[Saved data entries]

--------------------------------

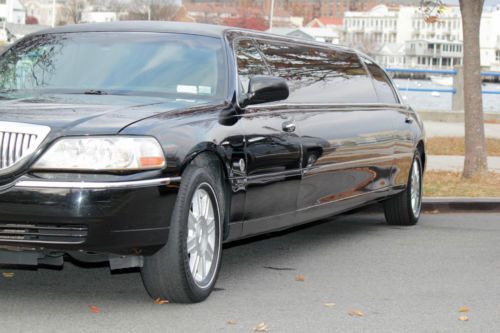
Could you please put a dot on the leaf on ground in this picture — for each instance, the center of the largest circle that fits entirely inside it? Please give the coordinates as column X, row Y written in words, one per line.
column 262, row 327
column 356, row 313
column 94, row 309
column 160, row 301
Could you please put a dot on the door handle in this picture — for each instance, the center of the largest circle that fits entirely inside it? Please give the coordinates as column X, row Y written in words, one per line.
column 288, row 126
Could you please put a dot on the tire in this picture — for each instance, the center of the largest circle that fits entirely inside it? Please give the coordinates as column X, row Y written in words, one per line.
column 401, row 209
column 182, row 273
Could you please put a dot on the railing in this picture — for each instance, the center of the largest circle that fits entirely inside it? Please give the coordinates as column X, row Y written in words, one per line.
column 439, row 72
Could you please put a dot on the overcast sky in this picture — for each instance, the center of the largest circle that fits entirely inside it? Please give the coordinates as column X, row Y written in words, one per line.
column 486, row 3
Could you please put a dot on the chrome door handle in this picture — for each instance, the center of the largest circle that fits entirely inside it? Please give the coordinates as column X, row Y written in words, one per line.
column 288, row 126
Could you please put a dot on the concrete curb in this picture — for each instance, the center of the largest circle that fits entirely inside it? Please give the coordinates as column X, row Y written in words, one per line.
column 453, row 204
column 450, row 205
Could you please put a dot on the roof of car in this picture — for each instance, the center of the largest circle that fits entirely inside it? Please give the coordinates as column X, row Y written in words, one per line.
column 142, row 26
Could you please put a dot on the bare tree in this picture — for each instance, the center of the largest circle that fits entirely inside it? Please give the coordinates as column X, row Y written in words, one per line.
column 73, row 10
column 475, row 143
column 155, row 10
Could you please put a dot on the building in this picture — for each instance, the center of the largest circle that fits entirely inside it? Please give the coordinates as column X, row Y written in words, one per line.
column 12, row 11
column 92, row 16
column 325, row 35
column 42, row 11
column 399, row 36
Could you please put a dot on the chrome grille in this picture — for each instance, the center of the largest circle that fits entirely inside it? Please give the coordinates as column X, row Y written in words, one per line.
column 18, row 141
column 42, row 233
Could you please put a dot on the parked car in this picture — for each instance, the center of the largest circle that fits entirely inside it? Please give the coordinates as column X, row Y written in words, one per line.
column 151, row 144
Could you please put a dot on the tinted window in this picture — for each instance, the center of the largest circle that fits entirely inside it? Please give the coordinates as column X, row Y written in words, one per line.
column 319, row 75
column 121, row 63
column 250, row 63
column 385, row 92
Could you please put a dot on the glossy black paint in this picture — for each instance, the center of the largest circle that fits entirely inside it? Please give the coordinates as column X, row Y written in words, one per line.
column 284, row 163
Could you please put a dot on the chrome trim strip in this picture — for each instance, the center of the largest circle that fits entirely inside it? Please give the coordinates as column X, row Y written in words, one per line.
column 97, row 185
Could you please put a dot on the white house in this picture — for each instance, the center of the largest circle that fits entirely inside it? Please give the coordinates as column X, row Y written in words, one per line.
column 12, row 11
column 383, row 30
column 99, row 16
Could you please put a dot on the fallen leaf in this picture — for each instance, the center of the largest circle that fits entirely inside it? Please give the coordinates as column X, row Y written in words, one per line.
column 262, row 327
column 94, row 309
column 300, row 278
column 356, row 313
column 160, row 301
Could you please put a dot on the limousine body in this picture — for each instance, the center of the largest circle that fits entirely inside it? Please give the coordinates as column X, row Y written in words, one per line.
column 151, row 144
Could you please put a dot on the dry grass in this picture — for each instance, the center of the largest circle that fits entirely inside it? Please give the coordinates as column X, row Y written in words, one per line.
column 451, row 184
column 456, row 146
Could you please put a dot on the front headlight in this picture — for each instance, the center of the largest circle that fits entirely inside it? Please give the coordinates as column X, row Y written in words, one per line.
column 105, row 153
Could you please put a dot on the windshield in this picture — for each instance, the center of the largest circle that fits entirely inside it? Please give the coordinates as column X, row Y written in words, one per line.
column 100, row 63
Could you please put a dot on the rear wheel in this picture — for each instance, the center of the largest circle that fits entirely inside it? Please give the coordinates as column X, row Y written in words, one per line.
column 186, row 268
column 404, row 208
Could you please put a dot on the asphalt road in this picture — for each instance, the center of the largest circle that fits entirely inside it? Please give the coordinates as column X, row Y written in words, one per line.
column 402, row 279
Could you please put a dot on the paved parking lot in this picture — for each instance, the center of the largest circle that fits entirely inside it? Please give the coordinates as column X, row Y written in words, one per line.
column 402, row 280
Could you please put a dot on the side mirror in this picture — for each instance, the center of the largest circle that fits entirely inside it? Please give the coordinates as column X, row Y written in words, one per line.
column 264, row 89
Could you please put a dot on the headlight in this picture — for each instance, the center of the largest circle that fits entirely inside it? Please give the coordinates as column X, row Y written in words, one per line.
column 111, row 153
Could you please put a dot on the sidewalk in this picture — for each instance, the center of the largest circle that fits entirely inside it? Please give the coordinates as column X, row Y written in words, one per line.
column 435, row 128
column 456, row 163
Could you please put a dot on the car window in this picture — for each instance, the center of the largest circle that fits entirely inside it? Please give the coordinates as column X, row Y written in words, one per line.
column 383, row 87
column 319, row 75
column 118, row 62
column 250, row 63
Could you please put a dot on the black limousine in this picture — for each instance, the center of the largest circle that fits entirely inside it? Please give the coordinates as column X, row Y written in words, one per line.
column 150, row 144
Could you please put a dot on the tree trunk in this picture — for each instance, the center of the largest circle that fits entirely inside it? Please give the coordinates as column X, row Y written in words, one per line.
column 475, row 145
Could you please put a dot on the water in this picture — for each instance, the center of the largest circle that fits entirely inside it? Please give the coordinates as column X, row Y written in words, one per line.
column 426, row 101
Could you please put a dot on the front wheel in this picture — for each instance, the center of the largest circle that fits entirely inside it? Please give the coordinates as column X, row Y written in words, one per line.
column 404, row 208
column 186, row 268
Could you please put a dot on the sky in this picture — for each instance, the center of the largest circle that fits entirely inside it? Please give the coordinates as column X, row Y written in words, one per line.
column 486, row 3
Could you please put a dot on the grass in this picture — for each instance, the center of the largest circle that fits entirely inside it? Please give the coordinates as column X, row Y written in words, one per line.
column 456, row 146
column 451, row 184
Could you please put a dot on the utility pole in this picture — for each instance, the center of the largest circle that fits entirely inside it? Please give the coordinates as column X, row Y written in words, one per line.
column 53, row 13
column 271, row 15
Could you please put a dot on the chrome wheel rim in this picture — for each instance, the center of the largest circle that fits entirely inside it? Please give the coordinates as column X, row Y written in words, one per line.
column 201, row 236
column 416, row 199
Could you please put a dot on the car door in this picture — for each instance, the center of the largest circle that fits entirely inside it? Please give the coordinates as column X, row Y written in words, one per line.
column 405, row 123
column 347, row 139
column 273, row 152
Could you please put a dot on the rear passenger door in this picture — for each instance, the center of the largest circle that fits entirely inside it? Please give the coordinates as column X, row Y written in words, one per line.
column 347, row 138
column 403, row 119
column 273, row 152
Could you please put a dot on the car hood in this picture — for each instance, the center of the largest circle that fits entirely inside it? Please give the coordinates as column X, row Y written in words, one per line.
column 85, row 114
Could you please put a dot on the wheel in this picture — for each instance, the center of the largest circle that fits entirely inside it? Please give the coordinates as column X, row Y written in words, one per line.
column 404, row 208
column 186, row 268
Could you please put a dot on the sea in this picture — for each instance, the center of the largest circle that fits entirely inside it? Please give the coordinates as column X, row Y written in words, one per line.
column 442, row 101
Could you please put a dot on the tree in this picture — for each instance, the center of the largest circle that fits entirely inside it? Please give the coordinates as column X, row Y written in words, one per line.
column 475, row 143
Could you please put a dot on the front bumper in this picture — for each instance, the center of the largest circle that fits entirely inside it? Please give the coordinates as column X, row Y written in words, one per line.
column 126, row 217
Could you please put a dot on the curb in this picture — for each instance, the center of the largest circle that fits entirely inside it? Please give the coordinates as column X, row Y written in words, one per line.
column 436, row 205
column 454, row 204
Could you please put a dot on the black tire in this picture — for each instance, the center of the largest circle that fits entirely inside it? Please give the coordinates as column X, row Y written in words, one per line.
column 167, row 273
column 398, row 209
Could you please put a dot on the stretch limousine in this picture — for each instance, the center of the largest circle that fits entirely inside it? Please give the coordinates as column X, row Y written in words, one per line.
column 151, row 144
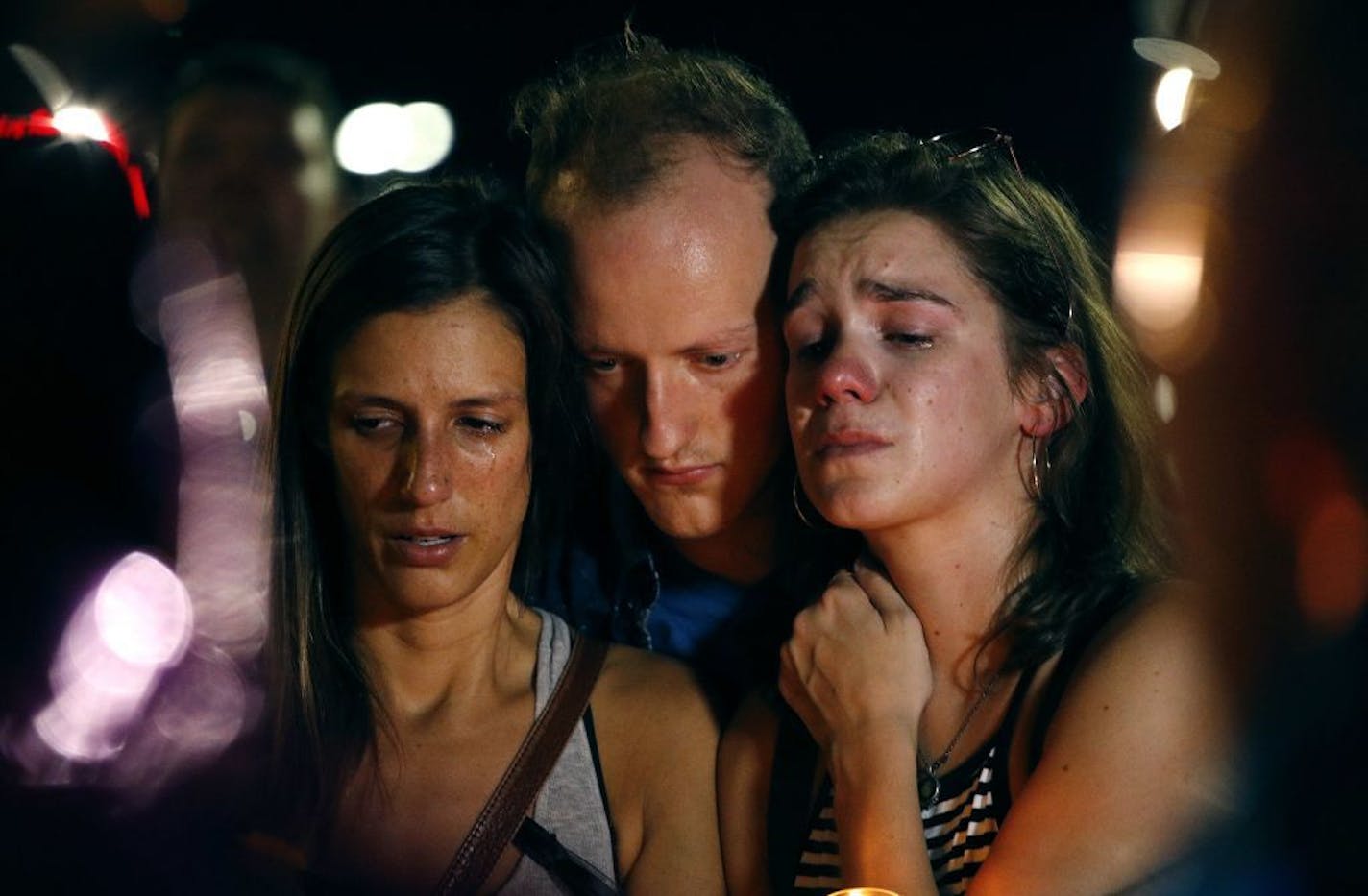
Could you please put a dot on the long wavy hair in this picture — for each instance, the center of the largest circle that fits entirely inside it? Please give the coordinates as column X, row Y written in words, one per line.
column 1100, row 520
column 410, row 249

--------------------------------

# What you are asked to do
Print the lines verbatim from the start of the records through the line holding "column 439, row 72", including that line. Omit the pictures.

# Written response
Could you please put a dot on the leaf on ground in this picture — for each instance, the center of the largest circle that fits entirely inside it? Please give the coordinates as column X, row Y written in words, one per line.
column 262, row 327
column 356, row 313
column 94, row 309
column 160, row 301
Could you please put a dot on the door handle in this picture — for each instance, the center of the largest circle that fits entirely inside it? Please give the coordinates as column X, row Y written in words, one per line.
column 288, row 126
Could you please put a dot on the tire in this picture — for each instance, the center of the largest circle that fits entirely inside it? Please give the coordinates as column X, row Y written in words, one per line.
column 401, row 209
column 182, row 273
Could you please put a dot on the railing in this picture — for each instance, the center of the largest circle that fits entirely inside it? Please give the coordinates as column X, row Y written in words, one per line.
column 439, row 72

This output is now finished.